Maintenant, l'armée américaine se vante de ce que les entreprises géantes
contribuent à établir la doctrine militaire américaine. La Guerre des
Étoiles, avec ses partisans puissants, n'a en fait jamais été abandonnée.
Le financement des activités militaires spatiales à hauteur de 6 milliards
de dollars par an, plus ce qui n'était pas officiel, s'est poursuivi
sous l'administration Clinton. En décembre dernier, le Département de
la Défense de Clinton a ouvert la voie au développement de la "Démonstration
de la faisabilité du laser basé dans l'espace", un projet de Lockheed
Martin, Boeing et TRW avec un budget total de 20 à 30 milliards de dollars.
Une deuxième arme laser à base spatiale dont le développement s'est
poursuivi pendant les années Clinton est le "Laser à Haute Énergie
Alpha", qui a déjà fait plus de 20 tirs d'essai.
C'est le Secrétaire Adjoint de Clinton à la "U.S. Air Force for
Space", Keith Hall, qui a déclaré : "En ce qui concerne la
domination spatiale, nous l'avons, nous l'apprécions, et nous allons
la garder".
Et la situation est bien pire maintenant avec Bush et Cheney, leur administration
étant intimement liée d'une part aux companies aérospatiales - Cheney
étant lui-même un ancien membre dirigeant de TRW, sa femme Lynn une
ancienne dirigeante de Lockheed Martin –et d'autre part aux "thinks
tanks" de l'ultra-droite qui, avec l'armée américaine, ont défendu
la Guerre des Étoiles.
La nouvelle administration se bat dur pour faire de l'espace un nouveau
terrain de guerre.
Le rapport du mois dernier de la "Commission Spatiale" Rumsfeld
réclame le déploiement de la puissance américaine dans, depuis et par
l'espace. Il cherche pour les États-Unis la suprématie spatiale. Il
déclare que le président américain devrait "avoir la possibilité
de déployer des armes dans l'espace". Il souligne qu'il est "possible
de déployer des forces en passant par et depuis l'espace en réponse
à des événements partout dans le monde. Contrairement aux armes lancées
depuis des avions, des forces terrestres ou des bateaux, des missions
spatiales lancées depuis la terre ou l'espace pourraient être menées
avec très peu de délai dû aux conditions météo, aux temps de transit
et de transfert d'informations. Pouvoir disposer de ceci donnerait aux
Etats-Unis un pouvoir de dissuasion beaucoup plus fort et, dans un conflit,
un extraordinaire avantage militaire." Il propose que le Commandement
Spatial américain devienne le noyau d'un Space Corps (Corps Spatial)

# Consigne 1
Pour chacune des affirmations suivantes, indiquez si elle concorde avec l'extrait sur la militarisation de l'espace, en répondant par oui ou non et en citant mot pour mot le passage qui tranche.
(a) Le financement des activités militaires spatiales s'est poursuivi sous l'administration Clinton.
(b) Le « Laser à Haute Énergie Alpha » n'a encore effectué aucun tir d'essai.
(c) Lynn, la femme de Cheney, est une ancienne dirigeante de Boeing.
# Consigne 2
Répondez aux questions suivantes à partir de l'extrait sur la militarisation de l'espace.
(a) Quelles entreprises portent le projet de « Démonstration de la faisabilité du laser basé dans l'espace » ?
(b) Qui a déclaré, au sujet de la domination spatiale, « nous l'avons, nous l'apprécions, et nous allons la garder » ?
(c) Selon le rapport de la « Commission Spatiale » Rumsfeld, de quelle possibilité le président américain devrait-il disposer ?
# Consigne 3
Poursuivez la rédaction de l'extrait sur la militarisation de l'espace à partir de ses derniers mots.

[Entrées de la collection]
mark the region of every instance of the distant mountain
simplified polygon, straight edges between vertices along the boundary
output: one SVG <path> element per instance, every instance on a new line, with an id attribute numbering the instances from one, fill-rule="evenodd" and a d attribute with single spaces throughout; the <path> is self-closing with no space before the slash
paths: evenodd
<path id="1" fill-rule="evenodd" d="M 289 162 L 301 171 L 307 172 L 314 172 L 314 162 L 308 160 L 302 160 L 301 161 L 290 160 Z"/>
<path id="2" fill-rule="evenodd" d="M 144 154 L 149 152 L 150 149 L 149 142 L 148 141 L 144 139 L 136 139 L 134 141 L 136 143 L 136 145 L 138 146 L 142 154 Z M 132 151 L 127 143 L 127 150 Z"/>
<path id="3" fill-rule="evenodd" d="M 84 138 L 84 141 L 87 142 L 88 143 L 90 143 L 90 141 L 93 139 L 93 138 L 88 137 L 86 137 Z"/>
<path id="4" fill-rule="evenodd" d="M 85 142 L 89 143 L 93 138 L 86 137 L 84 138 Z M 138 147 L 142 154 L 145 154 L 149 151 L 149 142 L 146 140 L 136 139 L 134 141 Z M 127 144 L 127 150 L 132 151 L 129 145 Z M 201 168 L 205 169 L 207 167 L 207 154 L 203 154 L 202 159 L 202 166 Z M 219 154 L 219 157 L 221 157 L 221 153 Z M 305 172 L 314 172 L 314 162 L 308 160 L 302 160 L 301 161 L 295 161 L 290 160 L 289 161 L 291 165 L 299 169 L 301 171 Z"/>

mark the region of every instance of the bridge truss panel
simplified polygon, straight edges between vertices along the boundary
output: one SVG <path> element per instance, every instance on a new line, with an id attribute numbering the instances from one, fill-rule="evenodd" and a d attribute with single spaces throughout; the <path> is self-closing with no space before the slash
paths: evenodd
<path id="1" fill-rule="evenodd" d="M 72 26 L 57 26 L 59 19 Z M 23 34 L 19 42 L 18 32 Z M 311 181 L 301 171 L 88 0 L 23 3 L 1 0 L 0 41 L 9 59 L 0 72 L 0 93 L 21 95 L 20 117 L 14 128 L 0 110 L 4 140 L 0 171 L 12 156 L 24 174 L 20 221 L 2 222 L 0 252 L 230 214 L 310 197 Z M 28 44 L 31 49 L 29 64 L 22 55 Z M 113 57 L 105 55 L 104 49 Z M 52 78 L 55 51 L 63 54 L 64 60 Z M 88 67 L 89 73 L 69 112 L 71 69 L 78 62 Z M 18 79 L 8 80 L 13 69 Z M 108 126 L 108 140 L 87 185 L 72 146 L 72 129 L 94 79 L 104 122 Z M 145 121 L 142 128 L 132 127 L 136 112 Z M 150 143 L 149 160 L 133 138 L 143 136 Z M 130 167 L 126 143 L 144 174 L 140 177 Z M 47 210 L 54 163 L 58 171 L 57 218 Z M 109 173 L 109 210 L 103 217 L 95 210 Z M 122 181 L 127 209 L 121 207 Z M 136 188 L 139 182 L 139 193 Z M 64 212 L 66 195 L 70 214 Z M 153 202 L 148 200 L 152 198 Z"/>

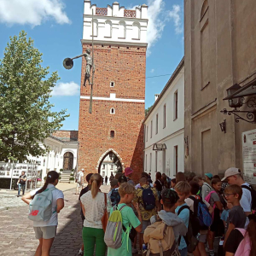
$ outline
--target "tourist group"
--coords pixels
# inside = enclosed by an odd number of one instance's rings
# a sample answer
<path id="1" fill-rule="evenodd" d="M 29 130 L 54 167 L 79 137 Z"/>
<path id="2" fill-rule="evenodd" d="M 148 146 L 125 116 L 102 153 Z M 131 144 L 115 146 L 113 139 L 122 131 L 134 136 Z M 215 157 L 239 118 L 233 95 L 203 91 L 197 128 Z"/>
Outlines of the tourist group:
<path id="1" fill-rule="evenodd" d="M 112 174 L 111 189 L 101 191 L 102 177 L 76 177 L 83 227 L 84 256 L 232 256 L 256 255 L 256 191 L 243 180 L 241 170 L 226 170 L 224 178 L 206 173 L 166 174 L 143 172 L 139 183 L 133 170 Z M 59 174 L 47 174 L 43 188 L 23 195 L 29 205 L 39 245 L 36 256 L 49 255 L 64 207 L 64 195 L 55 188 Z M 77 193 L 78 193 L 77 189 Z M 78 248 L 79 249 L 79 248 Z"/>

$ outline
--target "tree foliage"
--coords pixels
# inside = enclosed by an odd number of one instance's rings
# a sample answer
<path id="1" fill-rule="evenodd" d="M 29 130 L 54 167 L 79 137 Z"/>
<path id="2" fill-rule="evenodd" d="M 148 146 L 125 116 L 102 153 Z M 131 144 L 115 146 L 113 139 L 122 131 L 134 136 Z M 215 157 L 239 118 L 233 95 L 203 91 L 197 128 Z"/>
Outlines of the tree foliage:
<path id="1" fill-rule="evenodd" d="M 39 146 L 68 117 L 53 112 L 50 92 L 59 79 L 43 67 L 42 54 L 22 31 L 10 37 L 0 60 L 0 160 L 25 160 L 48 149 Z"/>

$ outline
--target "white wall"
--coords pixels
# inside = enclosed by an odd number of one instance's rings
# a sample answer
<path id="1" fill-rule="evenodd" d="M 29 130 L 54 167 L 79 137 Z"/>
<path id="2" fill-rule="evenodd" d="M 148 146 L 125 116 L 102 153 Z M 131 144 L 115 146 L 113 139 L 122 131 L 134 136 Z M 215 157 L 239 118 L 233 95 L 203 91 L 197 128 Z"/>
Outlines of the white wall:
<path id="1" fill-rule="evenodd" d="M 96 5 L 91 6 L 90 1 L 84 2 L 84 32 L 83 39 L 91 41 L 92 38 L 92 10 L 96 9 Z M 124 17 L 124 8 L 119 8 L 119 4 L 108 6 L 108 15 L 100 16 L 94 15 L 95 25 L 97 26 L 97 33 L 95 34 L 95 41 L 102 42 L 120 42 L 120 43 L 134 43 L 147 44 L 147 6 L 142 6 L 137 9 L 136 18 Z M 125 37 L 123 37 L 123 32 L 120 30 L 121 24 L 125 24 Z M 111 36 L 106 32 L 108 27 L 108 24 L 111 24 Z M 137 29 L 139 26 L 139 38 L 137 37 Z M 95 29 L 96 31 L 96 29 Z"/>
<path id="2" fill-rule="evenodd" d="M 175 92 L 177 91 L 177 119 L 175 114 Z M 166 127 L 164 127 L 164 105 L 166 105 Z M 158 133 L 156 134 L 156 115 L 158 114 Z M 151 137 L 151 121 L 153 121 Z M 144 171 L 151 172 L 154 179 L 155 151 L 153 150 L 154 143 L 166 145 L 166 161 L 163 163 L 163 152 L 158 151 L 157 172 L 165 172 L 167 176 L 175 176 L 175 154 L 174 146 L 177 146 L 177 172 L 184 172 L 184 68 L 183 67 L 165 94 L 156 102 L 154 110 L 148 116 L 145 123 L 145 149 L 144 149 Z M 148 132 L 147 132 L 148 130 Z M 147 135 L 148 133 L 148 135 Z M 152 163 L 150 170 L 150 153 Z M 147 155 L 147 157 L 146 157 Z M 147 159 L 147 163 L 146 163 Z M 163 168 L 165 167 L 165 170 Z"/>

# Réponse rédigée 1
(a) Oui : « Le financement des activités militaires spatiales à hauteur de 6 milliards de dollars par an, plus ce qui n'était pas officiel, s'est poursuivi sous l'administration Clinton. »
(b) Non : « qui a déjà fait plus de 20 tirs d'essai »
(c) Non : « sa femme Lynn une ancienne dirigeante de Lockheed Martin »

# Réponse rédigée 2
(a) Lockheed Martin, Boeing et TRW.
(b) Keith Hall, Secrétaire Adjoint de Clinton à la « U.S. Air Force for Space ».
(c) De la possibilité de déployer des armes dans l'espace.

# Réponse rédigée 3
américain, analogue au Marine Corps (Corps des Marines), pour éventuellement
évoluer dans quelques années en une Space Force (Force Spatiale) bien
séparée, ou un "Space Department" (Département Spatial) au
même niveau que l'Army, la Navy et l'Air Force. Comme le Sénateur du
New Hampshire Bob Smith, l'homme qui a fait voter l'instauration de
la "Commission Spatiale" Rumsfeld, l'a déclaré dans une interview
que je viens d'enregistrer avec lui pour l'inclure dans mon prochain
documentaire vidéo "Le retour de la Guerre des Étoiles", la
nouvelle "destinée manifeste" desÉtas-Unis est en cause. "C'est
notre destinée manifeste", dit le Sénateur Smith. "Vous savez
que nous sommes allés de la Côte Est à la Côte Ouest de l'Amérique en
colonisant le continent et on appelle cela la destinée manifeste; le
prochain continent si vous voulez, la prochaine frontière, c'est l'espace,
et cela continuera toujours." Maintenant c'est la "destinée
manifeste" cosmique des États-Unis.
Le livre "L'avenir de la Guerre : la Puissance, la Technologie
et la Domination du Monde Américain au 21ème Siècle", par les membres
de Think-Tanks George et Meredith Friedman, se conclut par : "Tout
comme vers 1500 il était clair que l'Europe ferait l'expérience du pouvoir
par la domination des mers du globe, il n'est pas bien dur de voir que
la puissance américaine va reposer sur la conquête de l'espace... Tout
comme l'Europe a répandu la guerre et sa puissance sur les océans du
globe, les Etats-Unis répandent la guerre et leur puissance dans l'espace.
Tout comme l'Europe a façonné le monde pendant un demi millénaire, les
Etats-Unis vont aussi façonner le monde pendant au moins aussi longtemps.
Pour le meilleur ou pour le pire, l'Amérique tient maintenant dans ses
mains l'avenir de la guerre, et avec lui
pour un temps l'avenir de l'humanité."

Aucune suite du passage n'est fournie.